Répondez aux questions suivantes à partir de l'article sur le prix des médicaments.
1. Selon l'article, de qui l'industrie pharmaceutique tire-t-elle la grande majorité de ses revenus ?
2. À quel produit l'article compare-t-il un traitement vital contre le diabète ?
3. Selon le rapport 2012 de l'ANSM, à combien s'élevait le chiffre d'affaires des ventes de médicaments en France pour l'année 2011 ?

• _Bloc de texte_:
★ ★ ★ ★ ★

Le juste prix

mis en ligne le 16 octobre 2013
1719LaSanteLorsque le médecin vous prescrit un médicament, à la condition que celui-ci soit inscrit sur la liste des spécialités remboursables, vous ne payez qu’une partie de son prix, voire vous ne payez rien si votre état de santé justifie que vous soyez pris en charge à 100 % et que vous êtes dispensé d’avances des frais (le fameux tiers payant) ou si vous cotisez à une (bonne) mutuelle. Cela est vrai pour tous ceux qui sont affiliés à un régime d’assurance sociale. De ce fait, l’industrie pharmaceutique tire la grande majorité de ses très confortables revenus de la collectivité. Donc, des firmes privées, en concurrence, toute relative (entente et alliances sont monnaie courante dans ce milieu) les unes contre les autres, profitent d’un système de solidarité nationale. En bonne logique, il serait pour le moins souhaitable que la collectivité puisse s’assurer de la qualité des produits proposés, en termes de résultats et d’innocuité. Mais aussi que les sommes allouées à la prise en charge des médicaments le soient à bon escient.
Allons jusqu’au terme du raisonnement : si nous acceptons qu’un effort collectif et solidaire permette à tous d’accéder aux soins, n’est-il pas anormal que la conception, la production et la distribution des médicaments soient laissées à des intérêts privés ? Intérêts privés dont la principale préoccupation est d’abord la santé du portefeuille des actionnaires. Rappelons, au passage, que la rentabilité de l’industrie pharmaceutique est l’une des plus élevées, puisqu’elle n’a pas de souci a se faire quant à ses débouchés commerciaux : il est plus difficile de se passer d’un traitement vital contre le diabète que du dernier écran ultra-plat 3D… De même, en s’adressant de préférence à des clients solvables, c’est-à-dire les populations des pays riches disposant de systèmes d’assurance de santé (qu’ils soient publics ou privés), ces compagnies s’assurent de juteux profits. Cependant, depuis quelques années, de nombreuses voix s’élèvent pour dénoncer cette situation. Dans un contexte de crise de l’économie capitaliste et d’endettement des états, que les gouvernements veulent faire peser sur les populations afin de protéger les riches, et devant la croissance des dépenses de santé dans l’ensemble des pays développés, un certain nombre de mesures portant atteinte à la santé des populations et à la couverture solidaire des risques, sont en train d’être appliquées. Envisageons maintenant la situation actuelle, et les positions des différents acteurs du monde la santé.

La consommation des médicaments
Selon le rapport 2012 de l’Agence nationale de sécurité du médicament (ANSM), le chiffre d’affaires des ventes de médicaments en France pour l’année 2011 s’élevait à 27,6 milliards d’euros (à comparer au chiffre d’affaires mondial de 800 milliards de dollars environ), en hausse de 0,5 % par rapport à l’année précédente. En valeur, ce sont les médicaments destinés aux maladies cardiovasculaires qui arrivent en tête, suivis des médicaments à visée neurologique : en nombre de boîtes de médicaments, c’est exactement l’inverse. Il s’agit là des ventes en pharmacie de ville, les consommations à l’hôpital sont différentes. Plus de 50 % (52,1 % pour être précis) des médicaments vendus en ville sont remboursables, ce qui représente 83,4 % en valeur.

★ ★ ★ ★ ★

• _Données fournies_:
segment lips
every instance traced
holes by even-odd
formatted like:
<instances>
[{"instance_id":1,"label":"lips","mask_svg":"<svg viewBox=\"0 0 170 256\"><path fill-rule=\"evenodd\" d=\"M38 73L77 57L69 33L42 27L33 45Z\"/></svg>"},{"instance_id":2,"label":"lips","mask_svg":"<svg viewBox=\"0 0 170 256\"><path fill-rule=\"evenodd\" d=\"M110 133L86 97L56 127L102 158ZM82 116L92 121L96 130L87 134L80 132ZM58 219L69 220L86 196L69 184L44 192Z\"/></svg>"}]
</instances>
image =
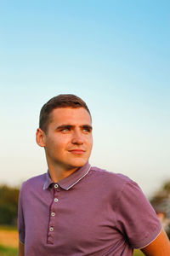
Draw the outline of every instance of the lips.
<instances>
[{"instance_id":1,"label":"lips","mask_svg":"<svg viewBox=\"0 0 170 256\"><path fill-rule=\"evenodd\" d=\"M85 153L85 150L83 150L83 149L71 149L71 150L69 150L69 152L76 154L82 154Z\"/></svg>"}]
</instances>

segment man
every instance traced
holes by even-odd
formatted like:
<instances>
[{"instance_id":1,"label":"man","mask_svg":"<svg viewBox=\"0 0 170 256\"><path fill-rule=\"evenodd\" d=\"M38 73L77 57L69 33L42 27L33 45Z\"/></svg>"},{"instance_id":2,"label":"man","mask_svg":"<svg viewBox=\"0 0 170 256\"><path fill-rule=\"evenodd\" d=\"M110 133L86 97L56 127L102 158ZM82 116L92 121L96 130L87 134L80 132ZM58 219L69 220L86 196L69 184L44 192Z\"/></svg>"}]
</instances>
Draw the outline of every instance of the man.
<instances>
[{"instance_id":1,"label":"man","mask_svg":"<svg viewBox=\"0 0 170 256\"><path fill-rule=\"evenodd\" d=\"M92 119L74 95L49 100L40 113L37 143L47 173L23 183L19 203L19 256L169 256L156 212L128 177L88 163Z\"/></svg>"}]
</instances>

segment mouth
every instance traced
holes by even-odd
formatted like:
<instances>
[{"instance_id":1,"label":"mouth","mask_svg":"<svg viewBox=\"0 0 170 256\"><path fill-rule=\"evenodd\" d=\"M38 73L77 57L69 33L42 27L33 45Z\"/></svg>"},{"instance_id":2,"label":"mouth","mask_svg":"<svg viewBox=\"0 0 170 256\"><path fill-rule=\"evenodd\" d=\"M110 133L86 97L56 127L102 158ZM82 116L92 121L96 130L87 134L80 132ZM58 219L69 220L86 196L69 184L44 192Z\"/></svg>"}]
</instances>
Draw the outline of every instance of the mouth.
<instances>
[{"instance_id":1,"label":"mouth","mask_svg":"<svg viewBox=\"0 0 170 256\"><path fill-rule=\"evenodd\" d=\"M71 150L69 150L69 152L72 153L72 154L82 154L85 153L85 150L82 150L82 149L71 149Z\"/></svg>"}]
</instances>

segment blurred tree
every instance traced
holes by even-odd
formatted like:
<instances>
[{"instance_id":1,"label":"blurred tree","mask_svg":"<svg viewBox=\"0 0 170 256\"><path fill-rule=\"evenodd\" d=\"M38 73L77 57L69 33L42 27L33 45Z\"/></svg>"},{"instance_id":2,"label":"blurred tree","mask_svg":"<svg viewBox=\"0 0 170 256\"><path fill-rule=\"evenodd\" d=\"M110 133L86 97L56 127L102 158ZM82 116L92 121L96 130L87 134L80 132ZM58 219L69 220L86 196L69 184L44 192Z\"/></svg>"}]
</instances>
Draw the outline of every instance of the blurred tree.
<instances>
[{"instance_id":1,"label":"blurred tree","mask_svg":"<svg viewBox=\"0 0 170 256\"><path fill-rule=\"evenodd\" d=\"M16 225L20 189L0 186L0 224Z\"/></svg>"},{"instance_id":2,"label":"blurred tree","mask_svg":"<svg viewBox=\"0 0 170 256\"><path fill-rule=\"evenodd\" d=\"M154 195L150 203L170 238L170 181L166 182Z\"/></svg>"}]
</instances>

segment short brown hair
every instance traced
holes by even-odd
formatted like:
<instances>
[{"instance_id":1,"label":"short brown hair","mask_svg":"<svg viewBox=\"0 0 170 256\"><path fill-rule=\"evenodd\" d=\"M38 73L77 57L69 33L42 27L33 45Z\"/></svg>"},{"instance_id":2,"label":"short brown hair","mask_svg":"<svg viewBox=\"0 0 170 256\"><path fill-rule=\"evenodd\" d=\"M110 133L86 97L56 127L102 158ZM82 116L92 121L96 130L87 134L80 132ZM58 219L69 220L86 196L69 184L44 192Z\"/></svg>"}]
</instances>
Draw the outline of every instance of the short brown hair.
<instances>
[{"instance_id":1,"label":"short brown hair","mask_svg":"<svg viewBox=\"0 0 170 256\"><path fill-rule=\"evenodd\" d=\"M51 98L47 103L43 105L40 111L39 127L47 132L48 125L50 122L50 113L55 108L84 108L90 114L86 103L78 96L73 94L60 94Z\"/></svg>"}]
</instances>

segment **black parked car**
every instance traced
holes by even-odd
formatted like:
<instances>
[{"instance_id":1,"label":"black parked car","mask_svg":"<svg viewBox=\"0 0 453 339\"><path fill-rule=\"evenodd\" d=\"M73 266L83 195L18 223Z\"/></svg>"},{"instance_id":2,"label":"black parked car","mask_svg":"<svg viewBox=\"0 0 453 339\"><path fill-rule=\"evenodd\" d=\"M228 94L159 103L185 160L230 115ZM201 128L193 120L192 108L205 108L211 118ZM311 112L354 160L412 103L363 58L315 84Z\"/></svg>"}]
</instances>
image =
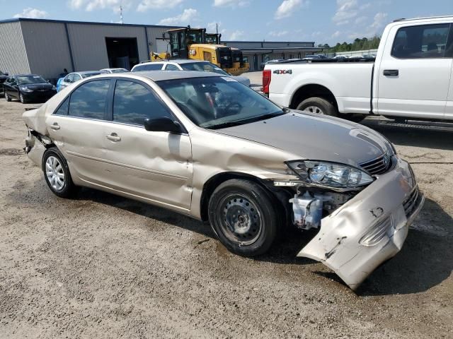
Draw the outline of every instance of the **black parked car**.
<instances>
[{"instance_id":1,"label":"black parked car","mask_svg":"<svg viewBox=\"0 0 453 339\"><path fill-rule=\"evenodd\" d=\"M3 91L3 83L8 78L8 73L0 71L0 92Z\"/></svg>"},{"instance_id":2,"label":"black parked car","mask_svg":"<svg viewBox=\"0 0 453 339\"><path fill-rule=\"evenodd\" d=\"M57 94L55 86L36 74L18 74L8 77L4 83L5 99L18 99L25 104L30 101L45 102Z\"/></svg>"}]
</instances>

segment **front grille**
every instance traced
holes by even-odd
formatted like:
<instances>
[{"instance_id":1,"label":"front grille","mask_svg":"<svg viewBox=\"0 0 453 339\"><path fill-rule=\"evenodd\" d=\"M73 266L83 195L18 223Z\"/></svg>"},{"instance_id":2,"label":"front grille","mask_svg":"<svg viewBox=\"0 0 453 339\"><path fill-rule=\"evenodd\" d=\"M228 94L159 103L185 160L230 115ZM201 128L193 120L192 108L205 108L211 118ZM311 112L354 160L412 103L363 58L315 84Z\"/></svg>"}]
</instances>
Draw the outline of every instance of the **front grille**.
<instances>
[{"instance_id":1,"label":"front grille","mask_svg":"<svg viewBox=\"0 0 453 339\"><path fill-rule=\"evenodd\" d=\"M376 159L360 164L360 166L372 174L382 174L387 172L391 163L390 155L386 152Z\"/></svg>"},{"instance_id":2,"label":"front grille","mask_svg":"<svg viewBox=\"0 0 453 339\"><path fill-rule=\"evenodd\" d=\"M413 189L409 196L408 196L404 201L403 201L403 207L404 208L404 213L406 213L406 217L409 217L412 215L413 211L417 208L417 201L418 201L418 197L420 196L420 193L418 191L418 187L415 187Z\"/></svg>"}]
</instances>

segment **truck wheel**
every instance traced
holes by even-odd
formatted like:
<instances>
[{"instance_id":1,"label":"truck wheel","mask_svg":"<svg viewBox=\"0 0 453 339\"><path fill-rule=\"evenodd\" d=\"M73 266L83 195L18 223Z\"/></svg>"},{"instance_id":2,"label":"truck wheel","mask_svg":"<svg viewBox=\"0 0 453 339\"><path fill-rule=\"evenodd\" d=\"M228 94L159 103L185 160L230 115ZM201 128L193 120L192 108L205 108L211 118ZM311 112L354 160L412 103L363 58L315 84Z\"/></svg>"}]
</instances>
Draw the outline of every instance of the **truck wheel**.
<instances>
[{"instance_id":1,"label":"truck wheel","mask_svg":"<svg viewBox=\"0 0 453 339\"><path fill-rule=\"evenodd\" d=\"M272 196L253 182L231 179L215 189L210 222L230 251L243 256L265 253L277 235L278 213Z\"/></svg>"},{"instance_id":2,"label":"truck wheel","mask_svg":"<svg viewBox=\"0 0 453 339\"><path fill-rule=\"evenodd\" d=\"M69 198L76 190L64 157L56 147L47 149L42 156L42 172L47 186L60 198Z\"/></svg>"},{"instance_id":3,"label":"truck wheel","mask_svg":"<svg viewBox=\"0 0 453 339\"><path fill-rule=\"evenodd\" d=\"M322 97L309 97L308 99L305 99L299 104L296 109L332 117L336 117L338 115L335 106Z\"/></svg>"}]
</instances>

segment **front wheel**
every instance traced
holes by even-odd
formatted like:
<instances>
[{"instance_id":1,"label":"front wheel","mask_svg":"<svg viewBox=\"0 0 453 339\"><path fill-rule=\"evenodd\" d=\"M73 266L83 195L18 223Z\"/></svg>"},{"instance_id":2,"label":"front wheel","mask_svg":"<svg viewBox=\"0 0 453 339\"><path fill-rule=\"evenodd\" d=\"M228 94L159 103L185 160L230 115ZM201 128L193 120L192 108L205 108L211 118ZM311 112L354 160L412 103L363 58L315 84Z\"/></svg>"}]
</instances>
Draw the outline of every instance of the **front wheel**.
<instances>
[{"instance_id":1,"label":"front wheel","mask_svg":"<svg viewBox=\"0 0 453 339\"><path fill-rule=\"evenodd\" d=\"M338 112L331 102L322 97L309 97L302 101L297 108L299 111L307 111L316 114L330 115L336 117Z\"/></svg>"},{"instance_id":2,"label":"front wheel","mask_svg":"<svg viewBox=\"0 0 453 339\"><path fill-rule=\"evenodd\" d=\"M47 149L42 157L42 171L45 182L60 198L69 198L76 191L69 167L64 157L56 147Z\"/></svg>"},{"instance_id":3,"label":"front wheel","mask_svg":"<svg viewBox=\"0 0 453 339\"><path fill-rule=\"evenodd\" d=\"M211 226L231 252L243 256L263 254L277 235L278 215L274 200L253 182L227 180L210 200Z\"/></svg>"}]
</instances>

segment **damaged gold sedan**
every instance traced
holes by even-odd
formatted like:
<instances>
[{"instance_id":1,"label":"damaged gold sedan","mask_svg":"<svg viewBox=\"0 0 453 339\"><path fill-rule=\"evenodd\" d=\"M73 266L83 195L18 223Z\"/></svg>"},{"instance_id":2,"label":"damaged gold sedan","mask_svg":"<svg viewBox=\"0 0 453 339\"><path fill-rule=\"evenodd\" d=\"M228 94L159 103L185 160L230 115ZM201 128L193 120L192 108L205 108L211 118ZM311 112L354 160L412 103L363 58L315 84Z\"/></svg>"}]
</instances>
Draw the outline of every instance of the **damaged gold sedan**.
<instances>
[{"instance_id":1,"label":"damaged gold sedan","mask_svg":"<svg viewBox=\"0 0 453 339\"><path fill-rule=\"evenodd\" d=\"M101 75L23 118L25 150L57 196L87 186L209 220L242 256L266 252L287 224L319 229L298 256L352 290L401 249L423 203L378 133L217 74Z\"/></svg>"}]
</instances>

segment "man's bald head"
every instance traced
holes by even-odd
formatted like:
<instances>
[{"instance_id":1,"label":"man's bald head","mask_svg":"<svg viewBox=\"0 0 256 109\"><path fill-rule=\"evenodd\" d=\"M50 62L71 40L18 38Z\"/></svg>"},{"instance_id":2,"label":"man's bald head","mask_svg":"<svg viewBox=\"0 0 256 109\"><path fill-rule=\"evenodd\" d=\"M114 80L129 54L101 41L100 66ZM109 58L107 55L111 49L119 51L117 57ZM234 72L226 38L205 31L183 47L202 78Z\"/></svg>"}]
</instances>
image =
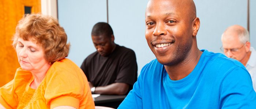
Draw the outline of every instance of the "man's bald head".
<instances>
[{"instance_id":1,"label":"man's bald head","mask_svg":"<svg viewBox=\"0 0 256 109\"><path fill-rule=\"evenodd\" d=\"M238 38L242 43L249 41L249 33L243 27L234 25L227 28L221 36L221 40L224 38Z\"/></svg>"}]
</instances>

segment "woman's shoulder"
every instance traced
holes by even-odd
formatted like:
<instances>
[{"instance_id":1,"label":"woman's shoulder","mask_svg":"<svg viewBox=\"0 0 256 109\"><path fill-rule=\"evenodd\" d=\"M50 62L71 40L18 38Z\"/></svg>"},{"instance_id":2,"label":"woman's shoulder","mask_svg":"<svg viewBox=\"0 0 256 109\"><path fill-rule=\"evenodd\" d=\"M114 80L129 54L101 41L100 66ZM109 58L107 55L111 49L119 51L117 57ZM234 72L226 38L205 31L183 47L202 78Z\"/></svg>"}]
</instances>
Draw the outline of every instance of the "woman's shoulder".
<instances>
[{"instance_id":1,"label":"woman's shoulder","mask_svg":"<svg viewBox=\"0 0 256 109\"><path fill-rule=\"evenodd\" d=\"M31 79L32 74L29 71L22 69L21 67L17 69L14 76L15 82L24 81L28 82Z\"/></svg>"}]
</instances>

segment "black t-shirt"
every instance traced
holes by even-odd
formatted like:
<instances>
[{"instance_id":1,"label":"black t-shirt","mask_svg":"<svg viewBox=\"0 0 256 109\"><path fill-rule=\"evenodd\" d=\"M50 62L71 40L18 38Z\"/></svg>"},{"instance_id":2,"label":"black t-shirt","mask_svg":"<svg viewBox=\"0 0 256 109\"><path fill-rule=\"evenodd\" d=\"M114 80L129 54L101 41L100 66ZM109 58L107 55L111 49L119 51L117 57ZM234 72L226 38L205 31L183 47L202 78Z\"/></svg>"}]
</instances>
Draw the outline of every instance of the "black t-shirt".
<instances>
[{"instance_id":1,"label":"black t-shirt","mask_svg":"<svg viewBox=\"0 0 256 109\"><path fill-rule=\"evenodd\" d=\"M135 52L131 49L118 44L108 57L97 51L84 61L81 69L88 80L95 87L114 83L129 85L128 92L137 81L138 66Z\"/></svg>"}]
</instances>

★ ★ ★ ★ ★

• _Corrigé_:
1. De la collectivité.
2. Au dernier écran ultra-plat 3D.
3. À 27,6 milliards d'euros.